Find the line that contains "Every instance of the white"; then retype it and each line after it, exactly, through the final line of the data below.

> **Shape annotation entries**
========================================================================

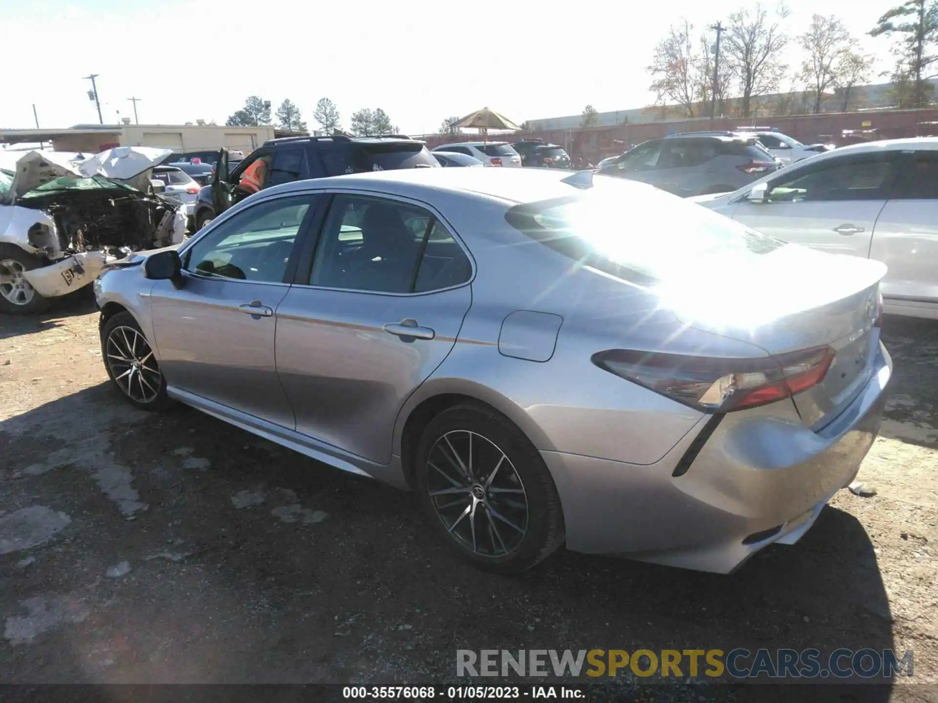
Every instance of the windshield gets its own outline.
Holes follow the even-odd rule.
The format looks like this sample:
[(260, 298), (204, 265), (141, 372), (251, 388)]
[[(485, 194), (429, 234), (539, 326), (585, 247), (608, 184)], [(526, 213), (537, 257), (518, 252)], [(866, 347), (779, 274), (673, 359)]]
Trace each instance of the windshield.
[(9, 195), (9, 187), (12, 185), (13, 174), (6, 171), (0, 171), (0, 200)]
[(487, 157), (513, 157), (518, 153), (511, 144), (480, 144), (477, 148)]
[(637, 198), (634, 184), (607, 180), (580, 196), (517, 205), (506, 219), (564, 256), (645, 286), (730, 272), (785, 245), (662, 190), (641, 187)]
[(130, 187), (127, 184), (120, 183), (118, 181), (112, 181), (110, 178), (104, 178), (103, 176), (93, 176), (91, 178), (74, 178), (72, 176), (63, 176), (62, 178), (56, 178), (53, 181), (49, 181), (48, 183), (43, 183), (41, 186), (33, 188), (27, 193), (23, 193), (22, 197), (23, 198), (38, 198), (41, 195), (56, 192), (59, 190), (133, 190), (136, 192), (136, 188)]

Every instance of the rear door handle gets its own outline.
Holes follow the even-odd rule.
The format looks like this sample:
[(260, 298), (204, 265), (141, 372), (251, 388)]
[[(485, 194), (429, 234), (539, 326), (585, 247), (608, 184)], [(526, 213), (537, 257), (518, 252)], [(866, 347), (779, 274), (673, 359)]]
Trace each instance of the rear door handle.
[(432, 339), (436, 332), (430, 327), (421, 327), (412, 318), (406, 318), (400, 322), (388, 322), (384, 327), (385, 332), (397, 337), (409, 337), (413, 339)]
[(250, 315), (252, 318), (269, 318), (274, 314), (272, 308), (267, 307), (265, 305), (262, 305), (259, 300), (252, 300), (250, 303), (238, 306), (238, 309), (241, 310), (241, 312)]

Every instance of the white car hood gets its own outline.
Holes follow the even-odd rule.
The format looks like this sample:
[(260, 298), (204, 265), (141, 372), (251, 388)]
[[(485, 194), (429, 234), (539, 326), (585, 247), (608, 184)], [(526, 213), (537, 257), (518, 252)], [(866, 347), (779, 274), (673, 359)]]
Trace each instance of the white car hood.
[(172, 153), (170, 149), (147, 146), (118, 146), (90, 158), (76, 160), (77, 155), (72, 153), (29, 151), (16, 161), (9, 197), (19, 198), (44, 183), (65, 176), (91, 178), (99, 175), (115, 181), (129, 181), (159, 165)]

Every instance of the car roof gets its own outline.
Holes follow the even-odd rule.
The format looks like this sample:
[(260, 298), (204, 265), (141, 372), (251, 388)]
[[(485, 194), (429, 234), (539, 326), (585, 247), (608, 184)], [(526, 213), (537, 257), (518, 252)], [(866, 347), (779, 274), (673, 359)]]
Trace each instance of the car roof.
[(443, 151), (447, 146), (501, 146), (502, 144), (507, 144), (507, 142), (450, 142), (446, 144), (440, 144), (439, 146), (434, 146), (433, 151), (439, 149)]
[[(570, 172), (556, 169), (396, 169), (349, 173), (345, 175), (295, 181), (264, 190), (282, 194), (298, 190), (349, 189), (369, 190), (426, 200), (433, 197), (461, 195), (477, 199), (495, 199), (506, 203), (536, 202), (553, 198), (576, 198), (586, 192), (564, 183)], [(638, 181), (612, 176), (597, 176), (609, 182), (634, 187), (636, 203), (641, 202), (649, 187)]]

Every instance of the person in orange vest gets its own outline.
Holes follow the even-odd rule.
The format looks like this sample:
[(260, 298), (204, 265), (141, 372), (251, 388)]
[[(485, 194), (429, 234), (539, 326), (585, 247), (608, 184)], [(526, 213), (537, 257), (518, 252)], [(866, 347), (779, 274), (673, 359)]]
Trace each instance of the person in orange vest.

========================================================================

> **Written response**
Every instance of the white car hood gets its own outline.
Holes follow the even-odd rule.
The format looks like this sample:
[(260, 298), (204, 265), (141, 372), (251, 388)]
[[(485, 194), (429, 234), (539, 326), (585, 247), (608, 184)], [(526, 213), (537, 257), (518, 252)], [(866, 347), (779, 274), (673, 359)]]
Trace each instance of the white car hood.
[(172, 153), (170, 149), (147, 146), (118, 146), (90, 158), (76, 160), (77, 155), (72, 153), (29, 151), (16, 161), (9, 197), (19, 198), (44, 183), (65, 176), (91, 178), (99, 175), (115, 181), (129, 181), (159, 165)]

Every instance of the car roof gets its own outline.
Holes follow the even-odd rule.
The format looks like this sample:
[(260, 298), (204, 265), (141, 372), (251, 388)]
[[(485, 194), (429, 234), (539, 326), (585, 247), (608, 184)], [(526, 213), (537, 257), (518, 252)], [(866, 347), (779, 274), (673, 359)]]
Trace each instance of the car roof.
[(443, 151), (447, 146), (501, 146), (502, 144), (507, 144), (507, 142), (450, 142), (446, 144), (440, 144), (439, 146), (434, 146), (433, 151), (439, 149)]
[[(570, 172), (556, 169), (396, 169), (349, 173), (345, 175), (295, 181), (264, 190), (282, 194), (298, 190), (349, 189), (369, 190), (426, 200), (433, 197), (461, 195), (477, 199), (495, 199), (506, 203), (536, 202), (553, 198), (576, 198), (586, 192), (564, 183)], [(638, 181), (612, 176), (597, 176), (609, 182), (634, 187), (636, 203), (641, 202), (649, 187)]]

Every instance of the person in orange vest gets its own outline.
Holes follow the even-odd rule.
The format looks like this sample:
[(260, 298), (204, 265), (141, 372), (251, 388)]
[[(485, 194), (429, 234), (539, 326), (585, 247), (608, 184)], [(526, 213), (537, 257), (518, 252)], [(866, 347), (779, 274), (673, 359)]]
Trace each instance of the person in orange vest.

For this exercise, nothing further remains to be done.